* What is needed: Pick out every line of the listing below that contains the string "yellow", and copy each one. Case counts.

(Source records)
* start *

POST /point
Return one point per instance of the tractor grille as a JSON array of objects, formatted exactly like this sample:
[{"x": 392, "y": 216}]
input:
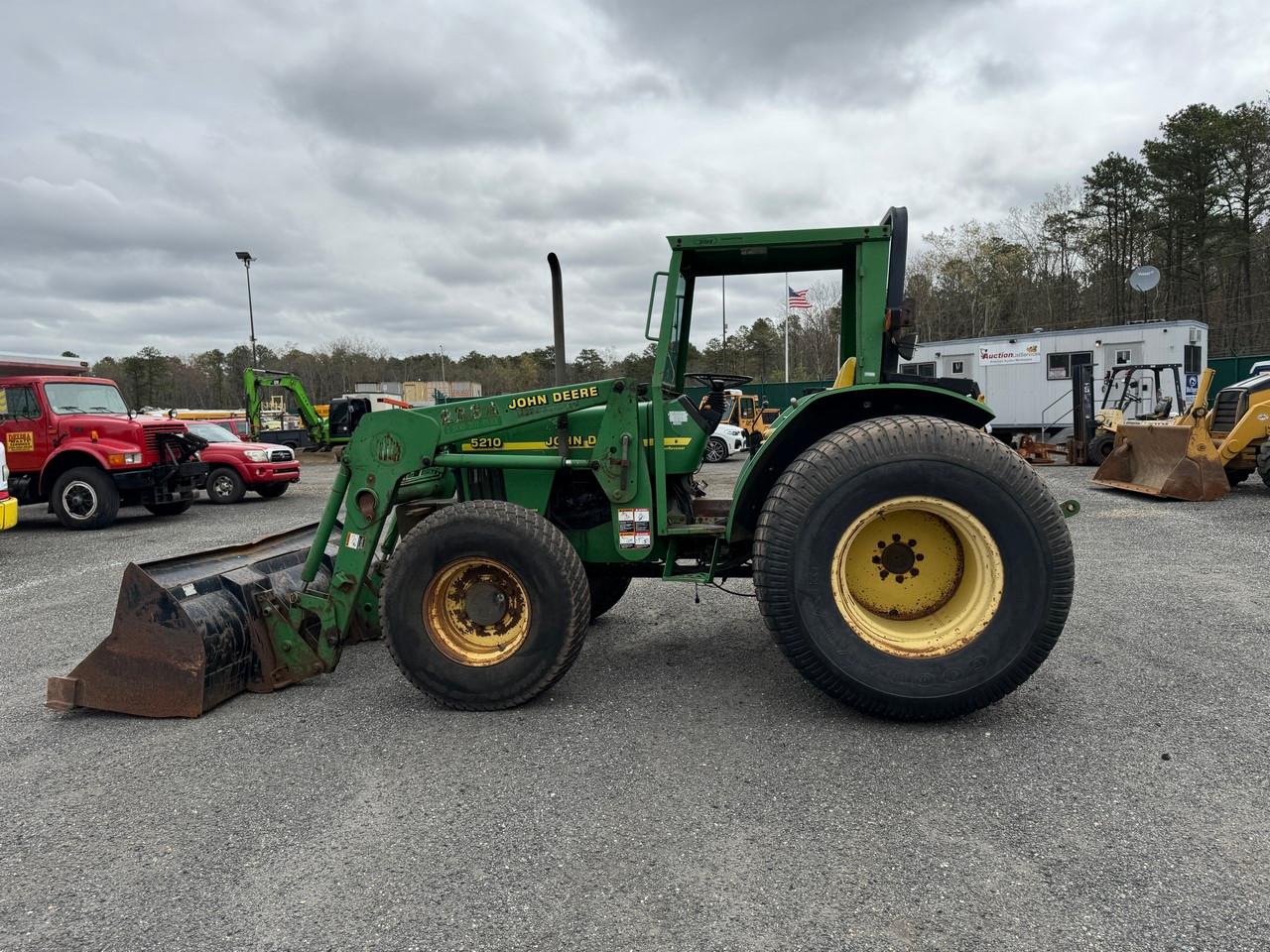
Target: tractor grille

* end *
* start *

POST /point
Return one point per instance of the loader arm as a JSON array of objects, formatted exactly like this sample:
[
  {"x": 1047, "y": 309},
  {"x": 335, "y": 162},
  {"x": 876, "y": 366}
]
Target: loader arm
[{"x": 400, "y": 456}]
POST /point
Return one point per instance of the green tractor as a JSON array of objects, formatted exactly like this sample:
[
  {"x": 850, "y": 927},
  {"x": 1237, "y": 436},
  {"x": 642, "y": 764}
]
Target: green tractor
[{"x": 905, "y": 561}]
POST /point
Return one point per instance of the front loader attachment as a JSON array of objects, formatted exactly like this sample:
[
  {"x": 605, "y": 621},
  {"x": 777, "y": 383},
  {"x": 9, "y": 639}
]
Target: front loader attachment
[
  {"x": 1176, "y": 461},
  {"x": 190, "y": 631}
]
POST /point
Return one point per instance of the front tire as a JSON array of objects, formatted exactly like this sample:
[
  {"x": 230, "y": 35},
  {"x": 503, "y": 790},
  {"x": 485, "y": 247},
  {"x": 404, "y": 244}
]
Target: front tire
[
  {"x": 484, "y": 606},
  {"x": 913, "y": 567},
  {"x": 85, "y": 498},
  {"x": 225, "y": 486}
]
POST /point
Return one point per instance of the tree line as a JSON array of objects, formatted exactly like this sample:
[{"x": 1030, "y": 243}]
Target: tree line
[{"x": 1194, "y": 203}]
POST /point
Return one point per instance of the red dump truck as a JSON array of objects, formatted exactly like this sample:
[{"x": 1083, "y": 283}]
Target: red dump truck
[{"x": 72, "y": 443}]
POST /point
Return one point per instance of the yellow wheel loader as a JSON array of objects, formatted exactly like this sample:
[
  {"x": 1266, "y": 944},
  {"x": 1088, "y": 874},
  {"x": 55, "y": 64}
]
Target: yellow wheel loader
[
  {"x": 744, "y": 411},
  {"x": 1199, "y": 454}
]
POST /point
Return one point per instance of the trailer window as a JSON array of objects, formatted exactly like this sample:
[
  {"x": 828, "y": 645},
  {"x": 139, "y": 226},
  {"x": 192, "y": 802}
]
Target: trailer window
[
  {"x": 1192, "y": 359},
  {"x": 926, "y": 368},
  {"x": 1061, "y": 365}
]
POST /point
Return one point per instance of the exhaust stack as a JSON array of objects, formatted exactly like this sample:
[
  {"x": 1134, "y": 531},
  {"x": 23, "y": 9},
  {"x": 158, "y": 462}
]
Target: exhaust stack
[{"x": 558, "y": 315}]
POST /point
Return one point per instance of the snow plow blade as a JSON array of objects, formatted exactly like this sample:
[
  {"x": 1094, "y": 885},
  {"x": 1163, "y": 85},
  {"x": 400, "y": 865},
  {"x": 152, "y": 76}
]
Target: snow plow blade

* end *

* Solution:
Return one point per instance of the yellow wheel loader as a JSON array of objects, formatted exactly like this sample:
Target: yellow wheel loader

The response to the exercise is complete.